## Provided text
Gender info is stored in a separate `.csv` which is also delimited with a space. This file doesn't have column names, so we have to add them ourselves:

In [9]:
gender_df = read.delim(Gender_file, head = FALSE, sep= " ", skip = 2)

# Add column names
names(gender_df) = c('vlogId', 'gender')
# head(gender_df)

## Merging the `gender` and `pers` dataframes

Obviously, we want all the information in a single tidy data frame. While the builtin R function `merge()` can do that, the `tidyverse()` has a number of more versatile and consistent functions called `left_join`, `right_join`, `inner_join`, `outer_join`, and `anti_join`. We'll use `left_join` here to merge the gender and personality data frames:

In [10]:
# using left-join therefore any pers that do not have a corresponding gender score will be deleted 

vlogger_df <- left_join(gender_df, pers_df)
# head(vlogger_df) 


Joining, by = "vlogId"



Note that some rows, like row 5, has `NA`'s for the personality scores. This is because this row corresponds to the vlogger with vlogId `VLOG8` is part of the test set. You still have to split `vlogger_df` into the training and test set, as shown below.

## Recorded data

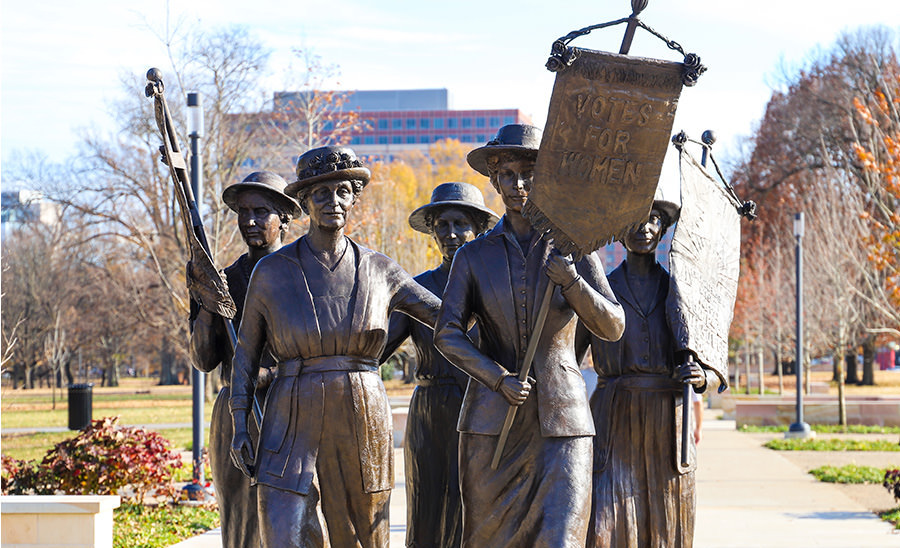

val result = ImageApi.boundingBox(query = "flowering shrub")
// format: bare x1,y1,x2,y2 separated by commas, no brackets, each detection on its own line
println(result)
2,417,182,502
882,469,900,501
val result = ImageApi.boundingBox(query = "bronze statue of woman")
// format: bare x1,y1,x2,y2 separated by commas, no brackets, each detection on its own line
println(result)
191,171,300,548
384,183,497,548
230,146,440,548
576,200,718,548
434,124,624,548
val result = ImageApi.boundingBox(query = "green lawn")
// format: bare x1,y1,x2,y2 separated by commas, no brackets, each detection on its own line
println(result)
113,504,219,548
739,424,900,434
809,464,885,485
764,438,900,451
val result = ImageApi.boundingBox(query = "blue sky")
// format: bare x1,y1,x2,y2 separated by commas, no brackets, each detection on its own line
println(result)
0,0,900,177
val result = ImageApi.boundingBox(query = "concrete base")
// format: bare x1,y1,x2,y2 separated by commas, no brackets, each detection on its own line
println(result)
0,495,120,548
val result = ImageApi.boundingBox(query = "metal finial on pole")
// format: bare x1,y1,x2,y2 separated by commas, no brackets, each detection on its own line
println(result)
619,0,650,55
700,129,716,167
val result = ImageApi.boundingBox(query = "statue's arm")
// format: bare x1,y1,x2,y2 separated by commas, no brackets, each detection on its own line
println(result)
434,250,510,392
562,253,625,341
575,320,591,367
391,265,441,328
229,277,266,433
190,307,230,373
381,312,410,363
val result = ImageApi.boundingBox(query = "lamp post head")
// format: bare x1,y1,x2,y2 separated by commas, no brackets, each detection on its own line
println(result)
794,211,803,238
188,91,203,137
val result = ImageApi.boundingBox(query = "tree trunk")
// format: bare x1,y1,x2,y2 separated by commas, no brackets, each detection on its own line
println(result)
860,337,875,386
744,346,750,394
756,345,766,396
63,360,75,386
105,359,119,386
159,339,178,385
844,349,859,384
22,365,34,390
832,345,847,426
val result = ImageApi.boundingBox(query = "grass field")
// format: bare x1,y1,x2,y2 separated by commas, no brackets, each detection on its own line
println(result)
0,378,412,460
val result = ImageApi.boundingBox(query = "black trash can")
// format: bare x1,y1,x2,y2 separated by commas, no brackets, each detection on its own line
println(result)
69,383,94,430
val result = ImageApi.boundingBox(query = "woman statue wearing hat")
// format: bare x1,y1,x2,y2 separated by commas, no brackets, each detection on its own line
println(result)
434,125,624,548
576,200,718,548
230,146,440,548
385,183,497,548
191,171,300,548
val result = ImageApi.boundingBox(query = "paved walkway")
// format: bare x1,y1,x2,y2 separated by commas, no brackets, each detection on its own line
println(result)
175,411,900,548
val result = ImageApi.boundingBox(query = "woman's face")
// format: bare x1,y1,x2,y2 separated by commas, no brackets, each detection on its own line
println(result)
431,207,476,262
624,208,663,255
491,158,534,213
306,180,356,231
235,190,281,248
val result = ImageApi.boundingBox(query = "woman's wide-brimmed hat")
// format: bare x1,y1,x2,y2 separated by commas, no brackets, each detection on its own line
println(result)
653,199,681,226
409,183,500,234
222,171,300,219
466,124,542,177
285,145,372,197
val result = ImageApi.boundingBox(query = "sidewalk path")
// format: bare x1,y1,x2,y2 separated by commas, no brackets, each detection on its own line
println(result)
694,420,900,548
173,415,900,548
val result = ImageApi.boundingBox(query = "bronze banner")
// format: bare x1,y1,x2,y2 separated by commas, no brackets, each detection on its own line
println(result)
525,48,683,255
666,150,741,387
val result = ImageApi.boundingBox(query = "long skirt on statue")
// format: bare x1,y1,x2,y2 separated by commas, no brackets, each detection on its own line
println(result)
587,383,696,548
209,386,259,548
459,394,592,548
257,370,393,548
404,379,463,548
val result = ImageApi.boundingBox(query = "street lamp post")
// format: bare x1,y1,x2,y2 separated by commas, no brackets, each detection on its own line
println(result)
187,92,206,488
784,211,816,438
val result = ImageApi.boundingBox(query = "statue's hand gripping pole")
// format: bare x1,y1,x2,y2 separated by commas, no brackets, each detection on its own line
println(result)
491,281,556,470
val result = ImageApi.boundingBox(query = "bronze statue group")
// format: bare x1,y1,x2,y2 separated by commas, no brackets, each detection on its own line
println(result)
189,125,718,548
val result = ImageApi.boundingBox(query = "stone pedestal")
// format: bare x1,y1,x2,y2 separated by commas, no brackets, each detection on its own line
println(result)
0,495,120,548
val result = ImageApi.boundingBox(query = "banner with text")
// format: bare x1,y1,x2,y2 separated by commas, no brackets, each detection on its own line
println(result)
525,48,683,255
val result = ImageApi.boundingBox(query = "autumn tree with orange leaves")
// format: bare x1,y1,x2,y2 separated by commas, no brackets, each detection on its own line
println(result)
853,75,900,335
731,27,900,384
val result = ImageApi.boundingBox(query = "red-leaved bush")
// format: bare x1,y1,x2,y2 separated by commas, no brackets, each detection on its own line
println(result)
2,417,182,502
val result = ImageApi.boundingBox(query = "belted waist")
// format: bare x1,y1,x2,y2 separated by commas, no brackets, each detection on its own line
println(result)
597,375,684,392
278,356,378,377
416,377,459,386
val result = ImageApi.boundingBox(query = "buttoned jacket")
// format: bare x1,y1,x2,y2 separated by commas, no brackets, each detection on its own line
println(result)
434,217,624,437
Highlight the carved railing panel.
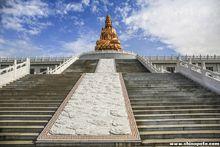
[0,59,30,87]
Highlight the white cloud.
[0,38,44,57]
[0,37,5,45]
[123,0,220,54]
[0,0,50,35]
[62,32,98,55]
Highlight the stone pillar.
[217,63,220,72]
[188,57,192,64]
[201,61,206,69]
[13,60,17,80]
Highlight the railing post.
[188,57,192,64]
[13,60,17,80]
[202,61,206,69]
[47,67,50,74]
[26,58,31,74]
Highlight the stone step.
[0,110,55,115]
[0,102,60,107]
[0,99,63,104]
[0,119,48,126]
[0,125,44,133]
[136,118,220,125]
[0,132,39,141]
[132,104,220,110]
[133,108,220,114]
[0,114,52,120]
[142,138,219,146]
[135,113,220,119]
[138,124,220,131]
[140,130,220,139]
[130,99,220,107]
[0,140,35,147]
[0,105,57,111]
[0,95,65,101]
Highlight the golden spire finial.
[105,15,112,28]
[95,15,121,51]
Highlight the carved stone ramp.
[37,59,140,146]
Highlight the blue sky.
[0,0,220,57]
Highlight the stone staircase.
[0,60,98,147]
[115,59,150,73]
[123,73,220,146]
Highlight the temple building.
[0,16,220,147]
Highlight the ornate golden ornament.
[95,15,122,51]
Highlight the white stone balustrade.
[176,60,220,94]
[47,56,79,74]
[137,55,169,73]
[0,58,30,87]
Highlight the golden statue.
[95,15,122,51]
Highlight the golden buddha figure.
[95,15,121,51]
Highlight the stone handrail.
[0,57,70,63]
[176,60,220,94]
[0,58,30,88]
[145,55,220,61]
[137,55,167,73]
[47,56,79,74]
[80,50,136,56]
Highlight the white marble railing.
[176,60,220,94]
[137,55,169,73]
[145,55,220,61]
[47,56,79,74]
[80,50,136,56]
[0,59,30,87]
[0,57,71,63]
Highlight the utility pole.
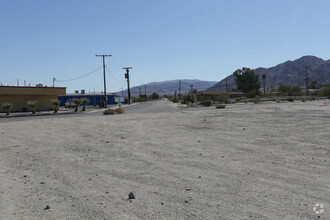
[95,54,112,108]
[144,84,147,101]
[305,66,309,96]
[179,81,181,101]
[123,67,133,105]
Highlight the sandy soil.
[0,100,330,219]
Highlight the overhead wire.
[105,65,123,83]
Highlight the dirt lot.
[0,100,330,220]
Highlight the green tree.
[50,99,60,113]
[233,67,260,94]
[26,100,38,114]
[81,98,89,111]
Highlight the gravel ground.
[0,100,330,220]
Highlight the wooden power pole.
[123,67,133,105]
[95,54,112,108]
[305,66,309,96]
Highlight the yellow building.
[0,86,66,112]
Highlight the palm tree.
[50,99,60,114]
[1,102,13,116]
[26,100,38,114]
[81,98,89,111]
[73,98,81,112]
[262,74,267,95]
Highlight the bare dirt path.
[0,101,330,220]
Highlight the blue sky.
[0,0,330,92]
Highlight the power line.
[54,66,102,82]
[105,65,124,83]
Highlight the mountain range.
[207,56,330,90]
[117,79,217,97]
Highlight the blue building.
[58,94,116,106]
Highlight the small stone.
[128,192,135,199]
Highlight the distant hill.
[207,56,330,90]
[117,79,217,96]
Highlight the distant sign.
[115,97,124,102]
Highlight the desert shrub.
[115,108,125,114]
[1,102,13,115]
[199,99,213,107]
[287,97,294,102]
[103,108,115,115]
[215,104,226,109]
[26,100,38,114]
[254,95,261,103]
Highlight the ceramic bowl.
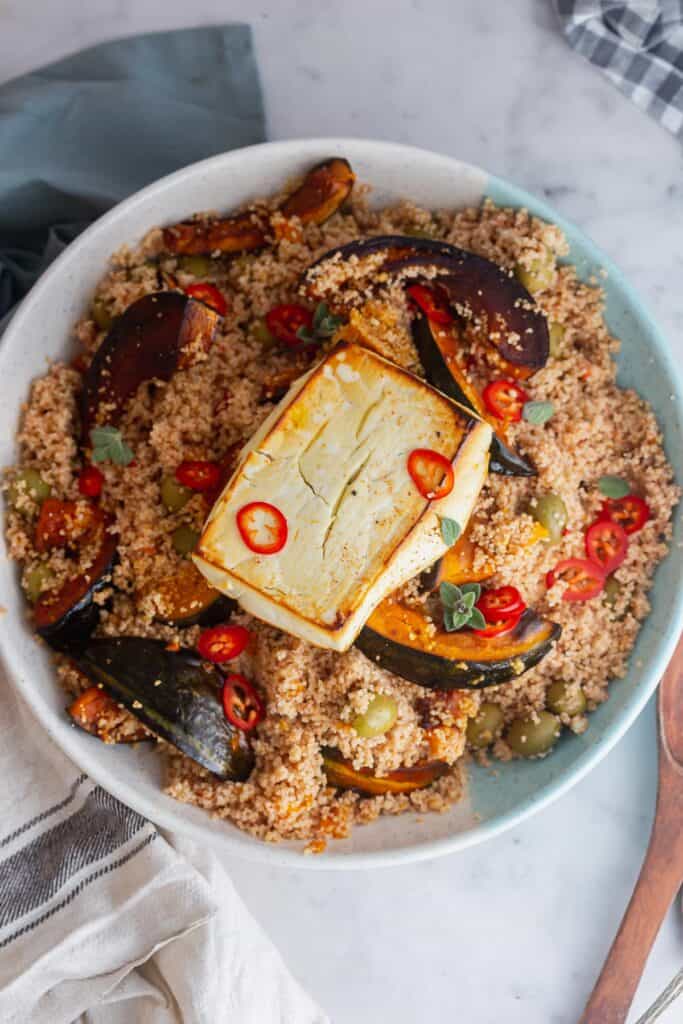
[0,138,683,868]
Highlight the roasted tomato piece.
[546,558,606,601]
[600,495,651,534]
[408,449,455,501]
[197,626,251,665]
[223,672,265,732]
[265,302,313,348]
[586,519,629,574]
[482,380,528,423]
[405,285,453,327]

...

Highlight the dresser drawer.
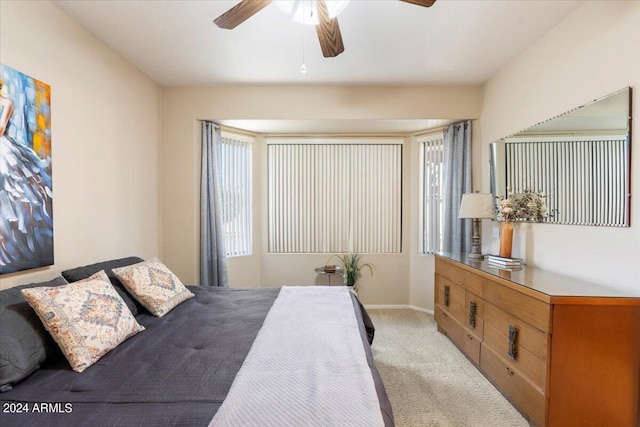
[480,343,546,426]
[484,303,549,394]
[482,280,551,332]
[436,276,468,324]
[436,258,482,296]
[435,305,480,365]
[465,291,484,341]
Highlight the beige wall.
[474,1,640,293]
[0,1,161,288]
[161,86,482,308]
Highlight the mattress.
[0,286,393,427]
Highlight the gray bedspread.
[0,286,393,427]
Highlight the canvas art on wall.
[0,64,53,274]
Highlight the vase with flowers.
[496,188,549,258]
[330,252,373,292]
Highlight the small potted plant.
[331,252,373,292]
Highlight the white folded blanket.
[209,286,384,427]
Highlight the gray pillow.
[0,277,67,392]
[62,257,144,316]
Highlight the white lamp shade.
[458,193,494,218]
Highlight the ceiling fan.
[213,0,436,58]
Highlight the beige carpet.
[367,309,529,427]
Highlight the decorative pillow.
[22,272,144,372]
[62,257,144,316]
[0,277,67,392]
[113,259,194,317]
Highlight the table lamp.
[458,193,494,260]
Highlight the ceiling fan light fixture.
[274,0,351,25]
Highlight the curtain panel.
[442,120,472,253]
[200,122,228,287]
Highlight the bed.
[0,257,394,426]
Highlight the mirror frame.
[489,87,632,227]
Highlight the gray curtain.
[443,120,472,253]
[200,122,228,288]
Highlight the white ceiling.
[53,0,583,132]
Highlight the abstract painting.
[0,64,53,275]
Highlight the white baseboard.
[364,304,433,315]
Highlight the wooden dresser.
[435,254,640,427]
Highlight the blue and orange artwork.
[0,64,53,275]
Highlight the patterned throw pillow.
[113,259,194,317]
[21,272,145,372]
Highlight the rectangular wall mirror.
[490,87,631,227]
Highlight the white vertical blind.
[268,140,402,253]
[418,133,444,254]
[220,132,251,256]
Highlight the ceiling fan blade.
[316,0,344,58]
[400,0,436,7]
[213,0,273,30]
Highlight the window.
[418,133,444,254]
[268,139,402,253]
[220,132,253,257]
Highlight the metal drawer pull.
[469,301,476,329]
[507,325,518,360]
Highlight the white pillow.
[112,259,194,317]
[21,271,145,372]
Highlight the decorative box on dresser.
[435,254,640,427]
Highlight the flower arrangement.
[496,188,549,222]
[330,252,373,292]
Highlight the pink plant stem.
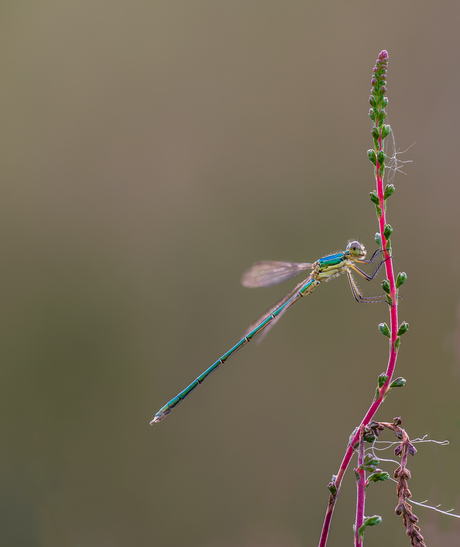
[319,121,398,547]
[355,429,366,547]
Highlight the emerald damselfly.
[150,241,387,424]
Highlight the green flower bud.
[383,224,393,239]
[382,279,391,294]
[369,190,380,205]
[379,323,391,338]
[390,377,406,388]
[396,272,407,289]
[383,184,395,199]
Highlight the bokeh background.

---

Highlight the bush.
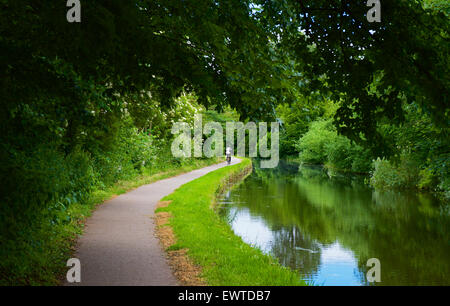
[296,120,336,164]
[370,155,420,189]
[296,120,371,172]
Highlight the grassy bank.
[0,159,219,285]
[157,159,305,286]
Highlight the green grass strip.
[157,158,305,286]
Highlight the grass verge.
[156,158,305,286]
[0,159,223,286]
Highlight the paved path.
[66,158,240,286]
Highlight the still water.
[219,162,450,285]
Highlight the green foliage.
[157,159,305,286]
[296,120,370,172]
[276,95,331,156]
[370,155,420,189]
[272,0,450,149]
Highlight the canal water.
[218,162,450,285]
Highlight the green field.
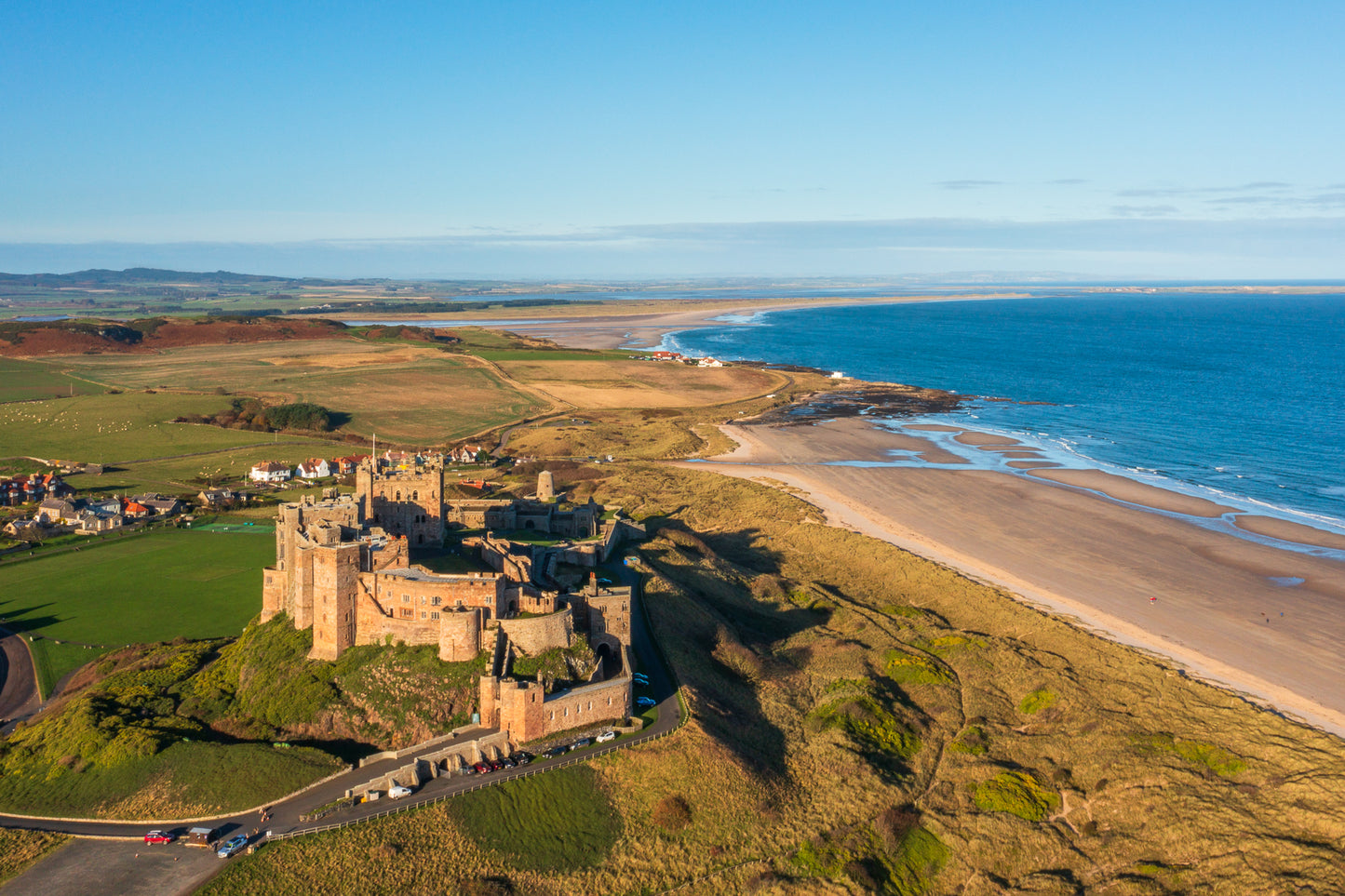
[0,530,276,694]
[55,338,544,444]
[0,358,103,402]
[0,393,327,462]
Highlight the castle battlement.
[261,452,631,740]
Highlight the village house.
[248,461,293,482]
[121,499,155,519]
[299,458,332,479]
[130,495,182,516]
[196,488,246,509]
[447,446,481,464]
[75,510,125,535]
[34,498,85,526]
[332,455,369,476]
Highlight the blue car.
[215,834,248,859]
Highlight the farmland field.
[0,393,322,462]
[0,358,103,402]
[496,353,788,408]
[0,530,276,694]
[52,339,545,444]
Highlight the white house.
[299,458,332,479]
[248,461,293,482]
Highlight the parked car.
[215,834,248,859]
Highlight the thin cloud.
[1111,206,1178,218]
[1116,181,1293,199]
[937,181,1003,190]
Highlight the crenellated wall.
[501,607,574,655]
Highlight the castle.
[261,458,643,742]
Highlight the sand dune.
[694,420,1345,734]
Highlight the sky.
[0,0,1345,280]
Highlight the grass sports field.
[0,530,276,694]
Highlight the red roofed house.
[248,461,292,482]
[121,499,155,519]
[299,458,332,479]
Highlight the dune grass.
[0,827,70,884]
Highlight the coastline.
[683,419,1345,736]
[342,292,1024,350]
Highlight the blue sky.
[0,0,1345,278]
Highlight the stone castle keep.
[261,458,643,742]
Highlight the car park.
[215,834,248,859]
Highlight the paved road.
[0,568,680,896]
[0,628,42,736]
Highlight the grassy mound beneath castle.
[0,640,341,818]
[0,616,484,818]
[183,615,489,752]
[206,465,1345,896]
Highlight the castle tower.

## Problem description
Continue the R walkthrough on merging the vlogger gender and personality data frames, picking up after its last sentence. These rows were taken from a different source than the text.

## Exercise output
We leave the `transcripts_df` data frame seperate for now, because you will first have to extract features from the transcripts first. Once you have those features in a tidy data frame, including a `vlogId` column, you can refer to this `left_join` example to merge your features with `vlogger_df` in one single tidy data frame.

# 2. Feature extraction from transcript texts
### Tokenizing the text
We have "built" 3 features ourselves, used one new word-list after exploring the literature and used two of the word-lists already given to us. In total, we have 6 predictors. 


In [11]:
# splitting all the sentences into tokens (words)

transcripts_unnest <- 
transcripts_df %>%
  unnest_tokens(word, Text, token = 'words')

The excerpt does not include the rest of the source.